WHAT YOU SHOULD DO> Each line starting at the one that contains "Query: night sky" and ending at the one that contains "Query: spectator" must be returned exactly, and the rest of the listing is left out.

PROVIDED RECORDS>
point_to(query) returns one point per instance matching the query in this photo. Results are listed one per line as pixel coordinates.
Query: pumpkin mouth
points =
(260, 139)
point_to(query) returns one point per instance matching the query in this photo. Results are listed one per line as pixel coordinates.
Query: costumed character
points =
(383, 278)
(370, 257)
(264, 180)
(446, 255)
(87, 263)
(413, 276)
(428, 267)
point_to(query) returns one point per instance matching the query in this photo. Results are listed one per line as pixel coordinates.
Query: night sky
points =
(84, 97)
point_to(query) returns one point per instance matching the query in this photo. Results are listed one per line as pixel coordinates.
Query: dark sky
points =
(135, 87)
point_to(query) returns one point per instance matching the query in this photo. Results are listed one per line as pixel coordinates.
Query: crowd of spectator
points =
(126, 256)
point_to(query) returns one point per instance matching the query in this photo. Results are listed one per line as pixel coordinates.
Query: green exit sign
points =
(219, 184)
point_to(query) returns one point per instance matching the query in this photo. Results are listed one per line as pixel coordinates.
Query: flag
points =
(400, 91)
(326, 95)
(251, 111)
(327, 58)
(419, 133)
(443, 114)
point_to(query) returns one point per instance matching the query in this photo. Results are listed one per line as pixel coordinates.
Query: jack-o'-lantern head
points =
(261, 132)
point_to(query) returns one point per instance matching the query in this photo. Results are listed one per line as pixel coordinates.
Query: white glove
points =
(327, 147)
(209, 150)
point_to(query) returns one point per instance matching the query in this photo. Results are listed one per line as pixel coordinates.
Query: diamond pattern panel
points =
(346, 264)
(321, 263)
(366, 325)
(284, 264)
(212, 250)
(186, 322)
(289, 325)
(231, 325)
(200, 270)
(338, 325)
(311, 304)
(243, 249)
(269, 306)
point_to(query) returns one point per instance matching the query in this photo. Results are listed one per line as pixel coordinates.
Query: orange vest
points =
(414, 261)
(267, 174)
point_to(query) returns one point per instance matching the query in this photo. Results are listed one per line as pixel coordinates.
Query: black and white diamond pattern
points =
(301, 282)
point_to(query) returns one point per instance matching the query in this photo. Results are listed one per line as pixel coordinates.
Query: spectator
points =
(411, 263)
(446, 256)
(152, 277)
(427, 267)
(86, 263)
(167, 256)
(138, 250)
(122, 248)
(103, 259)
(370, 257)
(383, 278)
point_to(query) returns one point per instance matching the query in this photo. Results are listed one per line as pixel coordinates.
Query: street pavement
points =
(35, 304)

ANSWER SECTION>
Query: night sky
points =
(84, 97)
point_to(query) returns one point per instance matching the query in this photo. Results are listed one per line as pixel coordinates.
Query: dark sky
points =
(135, 87)
point_to(query) returns one point per instance matching the query in this photo. Results are listed one per line as pixel coordinates.
Query: crowd of spectator
points =
(126, 256)
point_to(query) returns one point per instance matching the query in this photo. Results are listed one per line as pixel coordinates.
Query: green exit sign
points =
(219, 184)
point_to(query) returns one point per instance matching the query in this photo. Results are listed one per line as pixel coordinates.
Query: flag
points =
(400, 91)
(326, 95)
(251, 111)
(327, 58)
(419, 133)
(443, 114)
point_to(query) returns one point per instance matching the query in this photo. Results are listed one per line as pixel coordinates.
Query: jack-o'-lantern head
points =
(261, 132)
point_to(query) returns one point per instance matching the query in this photo. Results are listed one per line as pixel coordinates.
Query: white glove
points =
(327, 147)
(209, 150)
point_to(query) returns one point per instance matching the query in this photo. Results are listed one per line as pixel coordinates.
Query: diamond pattern panel
points =
(346, 264)
(321, 263)
(366, 325)
(284, 264)
(212, 250)
(186, 322)
(289, 325)
(231, 325)
(200, 270)
(338, 325)
(311, 304)
(243, 249)
(269, 306)
point_to(query) returns one point per instance matching the query in this photo. Results are listed one per line as pixel coordinates.
Query: orange vest
points =
(414, 261)
(267, 174)
point_to(query) returns one point per instance matching the query in this photo. Results are listed one per line as pixel coordinates.
Query: black and white diamond pattern
points =
(301, 282)
point_to(query) returns one point per instance matching the query in this photo. Results are listed one per line as pixel coordinates.
Query: spectator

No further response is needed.